The group’s members indicated agreement by nods and mumbled assents. They turned to the next memo.

“Here,” Senior Presidential Aide No. 1 continued, “we have the pending military appointments.

“First, and importantly, our friends on the Hill who didn’t manage to get reelected this time out who deserve jobs as regimental and division commanders. Primarily in the army, but let’s not exclude equivalent positions in the other services. It’s probably tricky in the navy, but just like in the diplomatic corps, the system always provides professionals to do the complicated stuff such as guiding the boats or establishing that spit-and-polish military routine they consider so —”


That’s when I woke up. It wasn’t a story I had heard, after all. Obviously I was dreaming.

Everyone knows perfectly well that, while political favor extends to senior Foreign Service appointments, the time-honored patronage system most assuredly does not enter into the choice of U.S. military commanders. Professionalism all too clearly precludes political appointees as commanders of troops or captains of warships. These armed forces positions — and many like them not necessarily involving command — clearly require trained careerists who know that they’re doing.

The more-or-less equivalent high-level diplomatic ranks, while comparable, admittedly often bring different requirements.

- Instruction 1
The political appointments piece says the time-honored patronage system does not enter into which choice?
- Instruction 2
List every military position the political appointments piece names.
- Instruction 3
Pick up the political appointments piece after its last sentence and keep writing.

[Dataset entries]

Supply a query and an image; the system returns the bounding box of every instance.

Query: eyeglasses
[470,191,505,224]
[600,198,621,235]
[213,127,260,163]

- Exercise result 1
The choice of U.S. military commanders.

- Exercise result 2
Regimental commanders, division commanders, commanders of troops, and captains of warships.

- Exercise result 3
Professional considerations do not — and should not — necessarily preclude political appointments in senior foreign affairs slots carrying policymaking responsibilities and requiring the full confidence of the president. Historically in the United States this consideration has resulted in a substantial minority of ambassadorial appointments being made from the ranks of amateurs in the field.Ability, experience, presence, and integrity are everything in the field of representation and negotiation abroad; careerism is not, at least not always at the top.

But with that as a given, the question nevertheless arises in these post-Cold War days: Can the United States really dispense with a professional, trained, experienced Foreign Service officer corps from top to bottom? Does the nation really need such a body of skillful, highly qualified, dedicated experts in the junior, mid-career, and senior levels of responsibility any less in diplomacy, in all its modern-day aspects, than in military and naval affairs?

Yes, indeed. This journal believes it manifestly evident that the nation requires such a body of trained, tested experts.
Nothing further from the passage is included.